Provided records:
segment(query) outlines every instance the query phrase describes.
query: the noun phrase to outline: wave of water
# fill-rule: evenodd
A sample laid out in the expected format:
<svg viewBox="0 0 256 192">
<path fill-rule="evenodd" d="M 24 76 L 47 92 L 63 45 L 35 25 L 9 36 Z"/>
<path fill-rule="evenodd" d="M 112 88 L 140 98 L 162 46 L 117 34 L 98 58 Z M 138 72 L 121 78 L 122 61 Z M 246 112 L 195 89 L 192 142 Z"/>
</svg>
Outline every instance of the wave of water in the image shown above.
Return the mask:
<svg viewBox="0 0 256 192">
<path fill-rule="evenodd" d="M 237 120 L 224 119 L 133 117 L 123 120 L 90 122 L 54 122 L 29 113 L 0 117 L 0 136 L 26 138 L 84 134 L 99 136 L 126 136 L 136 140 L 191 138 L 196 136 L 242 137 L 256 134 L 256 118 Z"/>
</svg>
==
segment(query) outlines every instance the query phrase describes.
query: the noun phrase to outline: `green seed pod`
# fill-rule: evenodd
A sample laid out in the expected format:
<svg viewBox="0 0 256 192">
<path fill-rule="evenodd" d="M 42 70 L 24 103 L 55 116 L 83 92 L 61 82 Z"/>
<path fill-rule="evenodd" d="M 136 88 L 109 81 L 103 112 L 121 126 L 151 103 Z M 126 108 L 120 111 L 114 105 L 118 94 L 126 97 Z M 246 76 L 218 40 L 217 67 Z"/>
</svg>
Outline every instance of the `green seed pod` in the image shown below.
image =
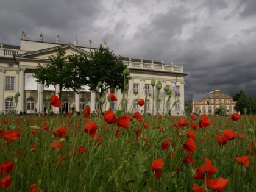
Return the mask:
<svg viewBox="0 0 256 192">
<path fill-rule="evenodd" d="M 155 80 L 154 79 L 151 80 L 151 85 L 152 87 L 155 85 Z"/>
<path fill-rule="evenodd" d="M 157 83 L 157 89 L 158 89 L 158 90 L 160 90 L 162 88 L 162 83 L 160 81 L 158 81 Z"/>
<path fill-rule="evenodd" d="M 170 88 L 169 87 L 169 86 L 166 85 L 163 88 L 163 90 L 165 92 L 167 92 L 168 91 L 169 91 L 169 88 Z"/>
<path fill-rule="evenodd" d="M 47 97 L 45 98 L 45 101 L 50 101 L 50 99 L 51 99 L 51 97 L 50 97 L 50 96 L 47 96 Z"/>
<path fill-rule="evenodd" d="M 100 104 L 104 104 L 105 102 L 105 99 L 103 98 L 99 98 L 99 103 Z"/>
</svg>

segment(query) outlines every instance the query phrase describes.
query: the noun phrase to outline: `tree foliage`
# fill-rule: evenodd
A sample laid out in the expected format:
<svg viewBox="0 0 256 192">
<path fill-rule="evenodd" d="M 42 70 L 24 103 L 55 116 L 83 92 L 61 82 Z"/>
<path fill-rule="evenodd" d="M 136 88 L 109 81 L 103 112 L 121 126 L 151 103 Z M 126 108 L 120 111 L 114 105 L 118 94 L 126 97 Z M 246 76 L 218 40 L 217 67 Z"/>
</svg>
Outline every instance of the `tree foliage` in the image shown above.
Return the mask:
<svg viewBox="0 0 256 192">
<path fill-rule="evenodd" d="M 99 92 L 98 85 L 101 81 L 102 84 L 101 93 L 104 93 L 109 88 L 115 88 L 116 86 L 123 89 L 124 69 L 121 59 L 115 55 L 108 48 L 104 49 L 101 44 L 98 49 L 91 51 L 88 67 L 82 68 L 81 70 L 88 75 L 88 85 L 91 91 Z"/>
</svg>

What is asked: Which of the lines above contain the string "foliage"? Pull out each of them and copy it whole.

Exercise solution:
query: the noun phrase to outline: `tree foliage`
Outline every instance of the `tree foliage` in the image shown above.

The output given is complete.